START Text segment
Plaskett Touts Legislative Achievements For VI, Warns Against Unrealistic Expectations Set By Lobbyists

Despite bureaucratic hurdles, significant legislative achievements secured for the U.S. Virgin Islands

  • Staff Consortium
  • April 20, 2024

Delegate to Congress Stacey Plaskett.

V.I. Delegate to Congress Stacey Plaskett, while acknowledging the “enormous dysfunction that’s going on in Washington”, says that work on the territory’s policy agenda is still bearing fruit. 

The headline of a Consortium article earlier this week prompted comment from Congresswoman Plaskett, who wanted to provide additional context to the discussion. While the piece focused on the roadblocks being faced in advancing key legislative goals, Ms. Plaskett highlighted several recent major wins for the territory , including passage of the DisaporaLink legislation, the temporary changes to FEMA cost-sharing requirements and others. 

During his presentation to the Public Finance Authority on April 15, David Schnittger of Squire Patton Boggs also mentioned past successes in terms of improving Medicaid funding, and securing HUD funding for the negotiated settlement between WAPA and VITOL.
END Text segment
Problem 1:
In the Plaskett article, on what date did David Schnittger present to the Public Finance Authority?
Problem 2:
Please reproduce the Plaskett article between "The headline of" and "WAPA and VITOL.", inclusive.
START Given entries
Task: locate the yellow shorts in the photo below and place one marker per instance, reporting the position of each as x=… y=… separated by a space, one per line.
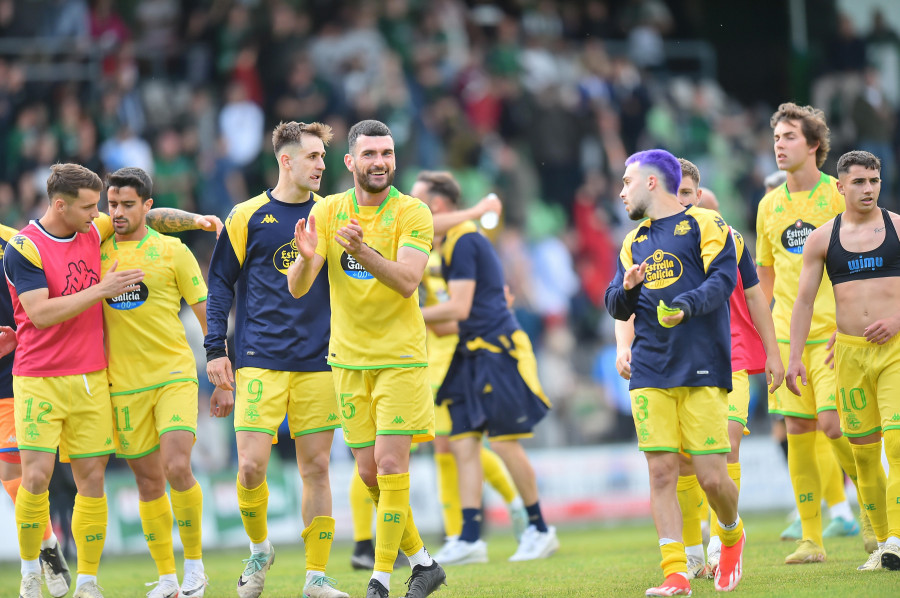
x=817 y=395
x=689 y=419
x=9 y=449
x=868 y=378
x=442 y=422
x=72 y=413
x=142 y=417
x=739 y=399
x=384 y=401
x=263 y=398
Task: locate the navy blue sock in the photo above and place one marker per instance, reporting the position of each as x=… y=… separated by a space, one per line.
x=471 y=525
x=535 y=518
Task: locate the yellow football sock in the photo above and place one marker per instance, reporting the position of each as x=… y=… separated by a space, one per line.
x=496 y=475
x=806 y=483
x=674 y=559
x=393 y=509
x=448 y=492
x=32 y=517
x=254 y=506
x=188 y=509
x=829 y=471
x=89 y=518
x=693 y=506
x=156 y=521
x=872 y=486
x=892 y=450
x=318 y=538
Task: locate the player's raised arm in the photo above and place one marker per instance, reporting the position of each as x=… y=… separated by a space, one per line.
x=802 y=312
x=305 y=268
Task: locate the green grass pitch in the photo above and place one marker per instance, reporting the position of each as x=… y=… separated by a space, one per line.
x=593 y=561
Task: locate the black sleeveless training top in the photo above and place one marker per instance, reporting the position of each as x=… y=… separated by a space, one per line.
x=881 y=262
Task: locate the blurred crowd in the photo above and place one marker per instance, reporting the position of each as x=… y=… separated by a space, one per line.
x=539 y=101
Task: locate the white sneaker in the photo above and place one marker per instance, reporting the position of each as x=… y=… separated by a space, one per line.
x=536 y=545
x=519 y=517
x=194 y=584
x=56 y=571
x=696 y=567
x=89 y=589
x=873 y=562
x=165 y=588
x=322 y=587
x=460 y=553
x=253 y=578
x=31 y=586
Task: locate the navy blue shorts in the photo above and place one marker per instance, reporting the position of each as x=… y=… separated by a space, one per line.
x=492 y=387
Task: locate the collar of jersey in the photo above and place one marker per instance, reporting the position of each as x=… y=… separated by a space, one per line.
x=822 y=177
x=392 y=193
x=149 y=230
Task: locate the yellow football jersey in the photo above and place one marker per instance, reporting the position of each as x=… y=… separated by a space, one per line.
x=373 y=326
x=440 y=348
x=145 y=339
x=783 y=223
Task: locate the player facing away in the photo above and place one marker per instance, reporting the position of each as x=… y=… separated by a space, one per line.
x=281 y=346
x=785 y=218
x=376 y=241
x=53 y=562
x=153 y=379
x=491 y=384
x=675 y=273
x=860 y=250
x=59 y=375
x=753 y=350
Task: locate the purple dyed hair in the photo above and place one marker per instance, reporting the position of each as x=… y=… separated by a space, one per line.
x=668 y=166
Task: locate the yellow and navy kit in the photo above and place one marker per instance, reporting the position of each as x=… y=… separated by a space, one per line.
x=7 y=318
x=468 y=255
x=783 y=223
x=145 y=340
x=881 y=262
x=691 y=265
x=273 y=330
x=373 y=326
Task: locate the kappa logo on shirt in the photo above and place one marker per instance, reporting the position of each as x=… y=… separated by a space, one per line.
x=80 y=277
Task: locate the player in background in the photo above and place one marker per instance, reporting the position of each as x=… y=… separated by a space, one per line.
x=491 y=384
x=376 y=243
x=281 y=349
x=60 y=381
x=860 y=250
x=753 y=350
x=675 y=277
x=53 y=562
x=153 y=378
x=785 y=218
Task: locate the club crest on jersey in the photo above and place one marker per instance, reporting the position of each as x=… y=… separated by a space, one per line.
x=130 y=299
x=794 y=237
x=663 y=269
x=285 y=256
x=354 y=269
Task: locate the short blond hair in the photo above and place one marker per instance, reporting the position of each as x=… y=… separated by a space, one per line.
x=291 y=133
x=66 y=180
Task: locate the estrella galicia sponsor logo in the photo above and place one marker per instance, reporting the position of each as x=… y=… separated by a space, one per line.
x=663 y=269
x=354 y=269
x=794 y=237
x=285 y=256
x=130 y=299
x=865 y=263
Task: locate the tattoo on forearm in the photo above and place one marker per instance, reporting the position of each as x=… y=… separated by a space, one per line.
x=170 y=220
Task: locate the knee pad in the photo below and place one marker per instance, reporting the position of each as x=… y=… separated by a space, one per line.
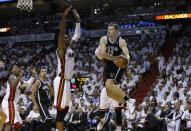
x=118 y=116
x=61 y=114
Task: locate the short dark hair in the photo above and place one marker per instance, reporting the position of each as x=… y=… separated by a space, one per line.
x=116 y=27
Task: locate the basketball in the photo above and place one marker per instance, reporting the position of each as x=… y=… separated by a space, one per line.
x=121 y=61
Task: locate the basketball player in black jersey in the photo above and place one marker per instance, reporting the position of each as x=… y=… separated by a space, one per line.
x=41 y=93
x=111 y=46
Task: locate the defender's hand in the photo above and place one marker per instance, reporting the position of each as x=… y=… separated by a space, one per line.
x=77 y=16
x=67 y=10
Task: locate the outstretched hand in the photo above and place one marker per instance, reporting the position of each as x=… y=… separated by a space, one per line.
x=67 y=10
x=77 y=16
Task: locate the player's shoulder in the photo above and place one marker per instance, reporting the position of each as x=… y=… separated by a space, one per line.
x=122 y=41
x=103 y=38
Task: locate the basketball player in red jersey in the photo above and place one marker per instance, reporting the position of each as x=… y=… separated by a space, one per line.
x=65 y=57
x=14 y=84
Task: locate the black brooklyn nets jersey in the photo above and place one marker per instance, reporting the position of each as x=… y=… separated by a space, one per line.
x=111 y=71
x=43 y=93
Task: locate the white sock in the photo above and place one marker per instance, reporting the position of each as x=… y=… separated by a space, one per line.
x=118 y=128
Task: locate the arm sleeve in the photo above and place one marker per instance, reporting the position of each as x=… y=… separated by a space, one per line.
x=77 y=32
x=30 y=81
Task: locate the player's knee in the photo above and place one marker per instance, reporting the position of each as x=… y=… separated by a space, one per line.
x=48 y=124
x=108 y=83
x=61 y=114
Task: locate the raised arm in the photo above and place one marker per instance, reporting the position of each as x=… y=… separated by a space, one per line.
x=35 y=87
x=125 y=49
x=77 y=32
x=101 y=51
x=28 y=83
x=15 y=81
x=61 y=38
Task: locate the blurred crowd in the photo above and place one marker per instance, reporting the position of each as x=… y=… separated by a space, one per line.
x=85 y=100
END Given entries
Exercise result 1:
April 15, 2024

Exercise result 2:
The headline of a Consortium article earlier this week prompted comment from Congresswoman Plaskett, who wanted to provide additional context to the discussion. While the piece focused on the roadblocks being faced in advancing key legislative goals, Ms. Plaskett highlighted several recent major wins for the territory , including passage of the DisaporaLink legislation, the temporary changes to FEMA cost-sharing requirements and others. 

During his presentation to the Public Finance Authority on April 15, David Schnittger of Squire Patton Boggs also mentioned past successes in terms of improving Medicaid funding, and securing HUD funding for the negotiated settlement between WAPA and VITOL.